Trouvez chaque ligne contenant le mot « person » et recopiez-la. La casse doit être respectée.

"""

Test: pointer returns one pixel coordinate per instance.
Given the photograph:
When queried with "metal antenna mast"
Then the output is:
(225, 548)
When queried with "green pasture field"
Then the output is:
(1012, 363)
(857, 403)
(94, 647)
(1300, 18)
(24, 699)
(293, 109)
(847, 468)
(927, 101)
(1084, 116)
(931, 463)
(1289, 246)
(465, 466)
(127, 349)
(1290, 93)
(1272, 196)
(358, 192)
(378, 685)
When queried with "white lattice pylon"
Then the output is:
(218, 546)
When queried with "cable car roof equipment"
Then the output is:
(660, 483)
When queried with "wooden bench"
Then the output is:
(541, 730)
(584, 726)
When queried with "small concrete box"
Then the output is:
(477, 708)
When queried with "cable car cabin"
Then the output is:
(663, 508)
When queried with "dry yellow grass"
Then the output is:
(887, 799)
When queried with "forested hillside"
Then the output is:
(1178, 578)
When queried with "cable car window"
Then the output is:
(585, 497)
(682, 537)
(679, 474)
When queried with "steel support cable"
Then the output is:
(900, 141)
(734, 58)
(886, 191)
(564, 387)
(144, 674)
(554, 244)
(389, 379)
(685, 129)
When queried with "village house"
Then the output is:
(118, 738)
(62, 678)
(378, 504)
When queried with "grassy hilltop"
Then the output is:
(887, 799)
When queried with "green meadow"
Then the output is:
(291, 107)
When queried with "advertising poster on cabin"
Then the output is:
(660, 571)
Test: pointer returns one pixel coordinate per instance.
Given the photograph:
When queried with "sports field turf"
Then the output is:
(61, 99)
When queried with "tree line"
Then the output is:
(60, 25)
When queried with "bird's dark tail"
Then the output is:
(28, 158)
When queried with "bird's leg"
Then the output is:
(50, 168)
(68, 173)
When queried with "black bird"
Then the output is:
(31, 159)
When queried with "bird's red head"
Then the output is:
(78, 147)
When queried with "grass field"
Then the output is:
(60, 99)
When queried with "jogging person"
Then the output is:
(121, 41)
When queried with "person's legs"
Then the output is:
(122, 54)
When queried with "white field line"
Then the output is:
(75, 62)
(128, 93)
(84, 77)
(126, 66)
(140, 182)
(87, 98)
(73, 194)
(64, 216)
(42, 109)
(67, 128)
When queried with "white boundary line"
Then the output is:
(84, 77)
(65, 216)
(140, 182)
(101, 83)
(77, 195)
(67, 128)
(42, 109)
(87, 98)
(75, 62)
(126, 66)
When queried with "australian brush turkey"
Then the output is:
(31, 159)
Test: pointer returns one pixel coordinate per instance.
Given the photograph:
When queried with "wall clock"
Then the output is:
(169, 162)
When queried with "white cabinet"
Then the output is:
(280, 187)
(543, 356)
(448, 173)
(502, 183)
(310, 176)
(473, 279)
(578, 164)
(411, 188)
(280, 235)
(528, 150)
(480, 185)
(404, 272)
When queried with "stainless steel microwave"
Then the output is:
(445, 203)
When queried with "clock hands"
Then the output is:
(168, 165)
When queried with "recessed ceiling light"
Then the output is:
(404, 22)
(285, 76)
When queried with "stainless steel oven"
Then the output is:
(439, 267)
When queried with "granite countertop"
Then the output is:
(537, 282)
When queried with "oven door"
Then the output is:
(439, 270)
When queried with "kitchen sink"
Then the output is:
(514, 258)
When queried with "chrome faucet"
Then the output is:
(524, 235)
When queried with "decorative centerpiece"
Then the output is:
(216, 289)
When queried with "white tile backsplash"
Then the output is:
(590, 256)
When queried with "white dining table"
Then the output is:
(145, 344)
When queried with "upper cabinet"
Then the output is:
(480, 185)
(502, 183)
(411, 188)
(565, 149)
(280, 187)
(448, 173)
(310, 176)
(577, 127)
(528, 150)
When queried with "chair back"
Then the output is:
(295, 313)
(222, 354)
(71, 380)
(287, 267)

"""

### RÉPONSE
When queried with "jogging person"
When queried with "person's legs"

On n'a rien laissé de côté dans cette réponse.